=== Source information ===

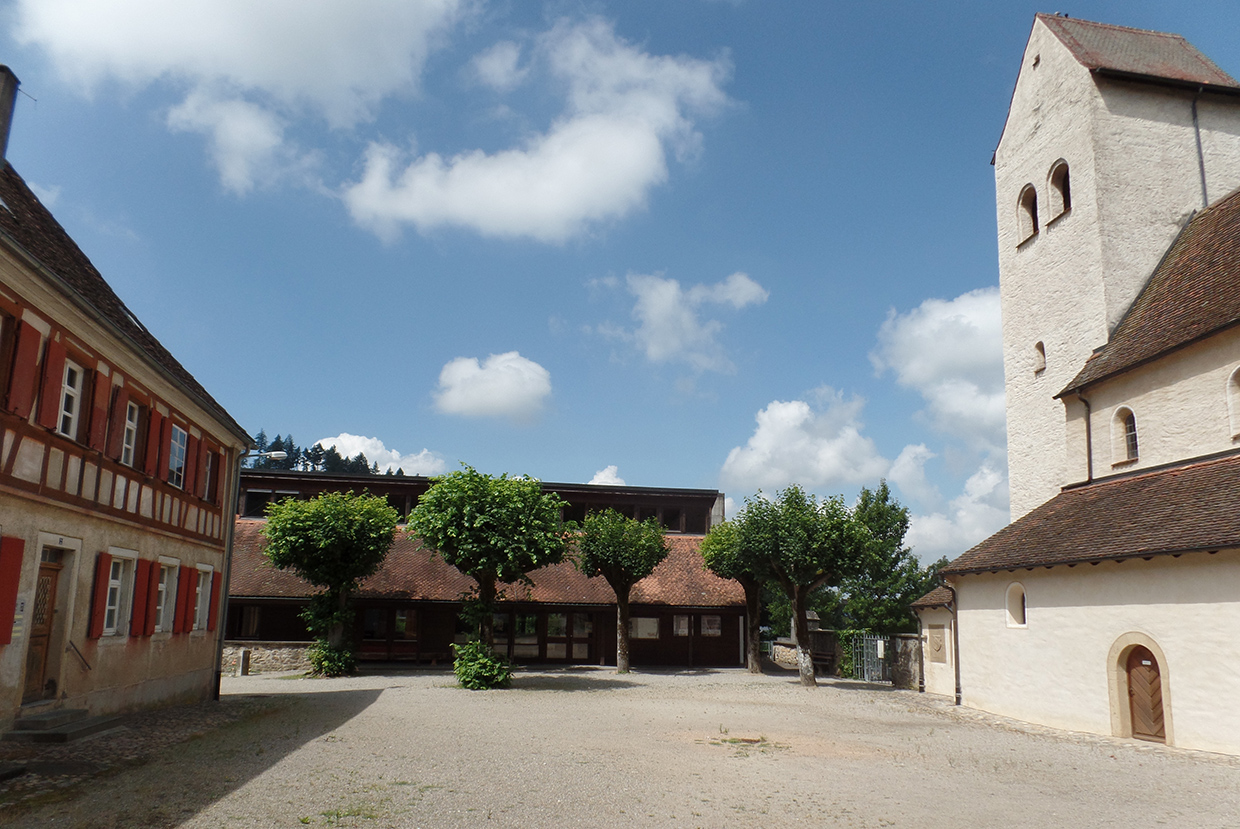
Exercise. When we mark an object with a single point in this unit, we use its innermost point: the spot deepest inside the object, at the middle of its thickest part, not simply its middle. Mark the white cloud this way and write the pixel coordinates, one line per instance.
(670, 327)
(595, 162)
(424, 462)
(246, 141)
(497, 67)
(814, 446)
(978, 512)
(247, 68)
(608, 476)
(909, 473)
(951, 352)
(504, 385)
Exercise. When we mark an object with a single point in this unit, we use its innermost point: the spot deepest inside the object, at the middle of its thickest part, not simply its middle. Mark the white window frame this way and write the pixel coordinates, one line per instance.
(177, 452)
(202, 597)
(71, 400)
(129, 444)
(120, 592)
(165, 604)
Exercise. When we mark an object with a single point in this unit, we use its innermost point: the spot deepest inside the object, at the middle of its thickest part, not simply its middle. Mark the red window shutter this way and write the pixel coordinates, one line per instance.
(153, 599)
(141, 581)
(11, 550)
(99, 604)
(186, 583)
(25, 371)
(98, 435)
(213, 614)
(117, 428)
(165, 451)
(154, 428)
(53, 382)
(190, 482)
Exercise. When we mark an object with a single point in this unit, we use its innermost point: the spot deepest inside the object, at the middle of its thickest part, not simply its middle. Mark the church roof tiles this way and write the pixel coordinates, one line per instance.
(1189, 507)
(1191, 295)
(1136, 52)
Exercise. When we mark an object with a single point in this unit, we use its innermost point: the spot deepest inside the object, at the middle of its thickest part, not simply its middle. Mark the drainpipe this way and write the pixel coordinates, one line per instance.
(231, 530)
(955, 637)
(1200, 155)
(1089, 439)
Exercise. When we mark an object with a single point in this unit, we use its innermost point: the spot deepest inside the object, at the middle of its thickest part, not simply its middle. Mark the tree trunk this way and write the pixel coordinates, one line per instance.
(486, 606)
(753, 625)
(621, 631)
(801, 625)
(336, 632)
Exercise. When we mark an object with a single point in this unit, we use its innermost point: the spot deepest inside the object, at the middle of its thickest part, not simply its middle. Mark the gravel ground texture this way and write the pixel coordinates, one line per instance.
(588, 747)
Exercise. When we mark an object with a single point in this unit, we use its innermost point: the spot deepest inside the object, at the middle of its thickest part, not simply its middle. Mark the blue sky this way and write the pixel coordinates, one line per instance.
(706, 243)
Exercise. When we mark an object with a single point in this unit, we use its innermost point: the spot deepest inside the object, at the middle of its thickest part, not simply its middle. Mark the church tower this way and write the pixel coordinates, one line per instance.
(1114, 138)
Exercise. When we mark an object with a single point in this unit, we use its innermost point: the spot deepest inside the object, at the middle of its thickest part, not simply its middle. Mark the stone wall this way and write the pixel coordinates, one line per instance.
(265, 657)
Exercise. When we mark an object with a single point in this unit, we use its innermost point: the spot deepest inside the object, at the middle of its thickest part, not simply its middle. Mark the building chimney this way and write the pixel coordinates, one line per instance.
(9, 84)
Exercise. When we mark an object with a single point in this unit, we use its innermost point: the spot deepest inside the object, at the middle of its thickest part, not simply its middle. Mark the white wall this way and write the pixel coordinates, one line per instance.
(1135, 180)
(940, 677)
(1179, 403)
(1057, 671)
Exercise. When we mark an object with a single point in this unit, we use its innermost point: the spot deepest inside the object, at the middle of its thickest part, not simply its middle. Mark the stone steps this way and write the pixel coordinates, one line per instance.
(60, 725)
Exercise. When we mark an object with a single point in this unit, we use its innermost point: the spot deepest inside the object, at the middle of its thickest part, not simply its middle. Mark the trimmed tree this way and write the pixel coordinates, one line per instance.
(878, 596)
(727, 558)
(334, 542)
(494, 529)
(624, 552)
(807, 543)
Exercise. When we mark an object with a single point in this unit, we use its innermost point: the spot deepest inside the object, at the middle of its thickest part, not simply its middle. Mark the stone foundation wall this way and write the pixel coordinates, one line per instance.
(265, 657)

===

* Exercise requirements: Retype the entries verbatim and drop the pictures.

* Finished exercise:
Exercise. When we mark an object with a single point in this unit, we use its innermost point: the spot deepest inside the object, at the middle of its thickest part, not simply its middle. Mark the white cloud this way and write the pixel coordinates, one line per instance.
(670, 327)
(595, 162)
(424, 462)
(246, 141)
(497, 67)
(814, 446)
(978, 512)
(247, 68)
(608, 476)
(909, 473)
(951, 352)
(504, 385)
Exercise. When we mark an object with a single point in this unit, we use its innermost point: the spot deepest inside the object, at the middle of its thickest part, not simply its middle. Mark the white window frame this way and write the pixel coordinates, one line per instance.
(177, 452)
(202, 597)
(71, 400)
(129, 444)
(120, 592)
(165, 604)
Exercise. When we mark an object with a single point in this unit, we use its innermost point: the spot deepest inside the object, at the middle of its thickest part, not simply its middle. Mark the red window shutter this way and write the pixel coordinates, one line per instance.
(153, 599)
(141, 581)
(11, 550)
(99, 604)
(186, 583)
(25, 371)
(98, 435)
(213, 614)
(117, 428)
(165, 451)
(154, 428)
(53, 382)
(190, 482)
Exercise. When we mark an object with a single point in this unit, we use its innermost point: the spot deepest inside the object, at the middle of its thickest part, not simply its middle. Mark the church roof tiles this way and write the pixel coordinates, one line per instance.
(1189, 507)
(1191, 295)
(1136, 52)
Exercise. When we mark an object with a single point in this unit, we use its innermost point: the spot deepest inside the object, at the middle of its thickest part, not simply its middle. Mark the drainpipe this way and write the pixel coordinates, one line per instance.
(231, 530)
(955, 637)
(1200, 155)
(1089, 439)
Exercise. When we mark an object with a single point in this unit, we use its innermost point: the spot deepest inside the object, at the middle of its thickest part, not simply its middle. Mark the tree trunk this way and write the pixel coordinates, one line per instance.
(486, 606)
(753, 625)
(621, 631)
(801, 625)
(336, 632)
Exercise. When we mark an object with a single point in this unit, we use its innermost point: the spot deepest inside the object, at the middle of its thickest part, not simply its middle. Mark the gravel ground texture this way and write the pixel coordinates, one line per instance.
(588, 747)
Exercise. When we mark an object with a single point in this unit, we use its innermost point: the spot deepest inside the object, at the middle of its thickest part, not simply its middle. Mark the blue sky this way and write the pixel coordinates, one line per instance.
(706, 243)
Exercise. When we mark an object with a single point in this unit, we use its innermost point: the spot deepest inside the object, at the middle of its thickest part, not simply its middle. Mark the church tower this way and write the pixel coordinates, one line per instance.
(1114, 138)
Exercise. When we mark an object with a single point in this unit, we use its innermost point: the spot deepest inside the object, at the middle of its thickest part, not simply its middle. Mark the stone wall this way and write the pixel coordinates, one line per instance.
(265, 657)
Exercise. When we mark an object with a single point in this unit, we use its innermost point: the spot deepest inside the object, at the middle of its thickest part, not simply its middle. Mark the building chimney this way and write the pixel coordinates, one line per instance.
(9, 84)
Exercise. When we mark an object with a single point in this unit, we use its innermost point: the spot deepest inside the object, at the middle of its thickest part, not simply its middle. Mark the white wall this way and write the pixel coordinates, one line per instance.
(1135, 180)
(940, 677)
(1179, 403)
(1057, 671)
Exercise. When we mark an object with a single point in this unit, we use its innermost point: the spot deepest inside the object, at the middle of its thickest part, not simply its middle. Mark the stone steps this way and write the pixel coordinates, one line per instance.
(60, 725)
Exercise. When we mark an object with a single point in this unit, we use its innermost point: the spot deepest inside the object, at the middle of its thickest part, not simply its middle. Mark the trimmed tree this way and write the pixel coordinates, one line per instance.
(878, 596)
(727, 558)
(334, 542)
(494, 529)
(624, 552)
(807, 543)
Exercise. When we mark an object with a single point in this unit, we use its innermost point: the spot deepest inside the object, at the middle of its thickest part, not simply its middle. Mark the stone foundation wall this way and write the pixel coordinates, one line per instance.
(265, 657)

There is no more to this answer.